Review by umbratile
"A great game, despite some annoying flaws"
UbiSoft has worked hard to make this game look and feel like a real African country, and they certainly have achieved that. In Far Cry 2, you're a mercenary in one of gaming's biggest, most open worlds the developers claim it's as big as 50 square kilometres. It's a huge space, all of which you're free to move around in. Well, except a lot of un-climbable mountains.
So, what do you do here in Africa? Well, there's certainly not much of a story. The first thing you do is select a character, which doesn't change anything at all except your hands I picked a guy named Hakim for his large quantities of backhand hair, although to be honest I had no idea who he was when I was finished with the game. Once you're in the game, you get a simple mission: Kill the infamous arms dealer The Jackal, who seems to enjoy making people kill each other mindlessly. After a brief cab ride to the city of Pala, you're suddenly struck with malaria, and the next thing you know, the Jackal has a little chat with you. After stumbling out of the hotel, you're finally kicked into the main game.
With the exception of the opening missions, Far Cry 2 focuses a lot on the freedom of being able to do any mission you want at any time. You can choose to do story missions (you'll end up doing quite a few missions for both the two rival factions, the UFLL and the APR), which serve to advance the story, or you can do buddy missions with your fellow mercenary friends, or you can do bonus sabotage missions to get extra weapons. It seems like this brings a lot of freedom, but the cold, hard truth is that no matter what, the story missions are the ones you want to do to make progress the side missions never affect them. Supposedly, which faction you favour will affect the outcome of the story, which I guess is good but then again, all that means is you'll be doing some slightly different missions than others. In other words, the hyped freedom is not really as impressive as you might have expected.
On the subject of missions, here comes the first big problem: They're so monotonous it's not even funny. The object is usually to kill a specific person, or to blow something up, usually within a dense enemy territory consisting of a crapload of houses. The sabotage missions required to get new weapons always ALWAYS see you blowing up a moving truck (with C4 on the ground being your best bet, as a huge pack of explosives apparently is invisible to truck drivers) and its guardians. Hardly anything new or exciting no matter where or what you do, in other words. But then, perhaps you don't mind doing the same types of missions multiple times?

PROVIDED DATA -
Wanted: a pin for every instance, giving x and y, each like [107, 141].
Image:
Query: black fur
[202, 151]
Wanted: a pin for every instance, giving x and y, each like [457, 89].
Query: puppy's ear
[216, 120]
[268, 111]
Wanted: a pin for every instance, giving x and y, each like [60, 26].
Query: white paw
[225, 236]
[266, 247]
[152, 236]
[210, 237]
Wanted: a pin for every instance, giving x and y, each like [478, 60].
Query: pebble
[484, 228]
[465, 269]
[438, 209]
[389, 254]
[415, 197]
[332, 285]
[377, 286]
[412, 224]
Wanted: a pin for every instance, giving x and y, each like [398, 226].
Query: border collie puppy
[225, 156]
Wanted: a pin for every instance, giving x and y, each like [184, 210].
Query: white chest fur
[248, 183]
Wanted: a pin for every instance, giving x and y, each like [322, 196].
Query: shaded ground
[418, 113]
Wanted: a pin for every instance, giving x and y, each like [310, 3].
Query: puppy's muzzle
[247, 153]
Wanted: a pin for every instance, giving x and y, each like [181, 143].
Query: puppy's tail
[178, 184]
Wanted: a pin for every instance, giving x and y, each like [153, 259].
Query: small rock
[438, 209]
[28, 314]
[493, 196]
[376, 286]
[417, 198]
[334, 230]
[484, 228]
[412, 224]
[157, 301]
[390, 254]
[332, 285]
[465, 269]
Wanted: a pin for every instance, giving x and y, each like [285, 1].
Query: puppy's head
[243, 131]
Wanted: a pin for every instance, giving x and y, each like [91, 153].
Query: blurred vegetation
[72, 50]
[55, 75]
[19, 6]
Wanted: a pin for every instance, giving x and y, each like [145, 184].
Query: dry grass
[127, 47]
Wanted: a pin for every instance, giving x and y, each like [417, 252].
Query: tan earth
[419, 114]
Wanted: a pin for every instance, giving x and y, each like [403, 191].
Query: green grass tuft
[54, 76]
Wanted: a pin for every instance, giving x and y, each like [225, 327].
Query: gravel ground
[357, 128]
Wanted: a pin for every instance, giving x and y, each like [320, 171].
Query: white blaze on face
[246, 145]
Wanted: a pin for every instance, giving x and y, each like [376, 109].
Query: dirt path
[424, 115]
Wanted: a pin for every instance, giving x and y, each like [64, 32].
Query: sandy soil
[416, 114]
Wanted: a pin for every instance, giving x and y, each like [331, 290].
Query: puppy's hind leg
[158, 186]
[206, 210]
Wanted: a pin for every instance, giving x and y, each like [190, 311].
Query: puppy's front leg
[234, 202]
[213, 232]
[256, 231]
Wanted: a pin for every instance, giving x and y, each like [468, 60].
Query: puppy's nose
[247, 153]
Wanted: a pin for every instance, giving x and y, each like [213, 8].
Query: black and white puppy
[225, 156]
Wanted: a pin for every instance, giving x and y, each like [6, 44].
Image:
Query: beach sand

WHAT IS BEING ASKED -
Please copy the passage of the Far Cry 2 review word for word, starting with "Review by umbratile" and going on through "of un-climbable mountains.".

SOLUTION FOR THIS PROBLEM -
Review by umbratile
"A great game, despite some annoying flaws"
UbiSoft has worked hard to make this game look and feel like a real African country, and they certainly have achieved that. In Far Cry 2, you're a mercenary in one of gaming's biggest, most open worlds the developers claim it's as big as 50 square kilometres. It's a huge space, all of which you're free to move around in. Well, except a lot of un-climbable mountains.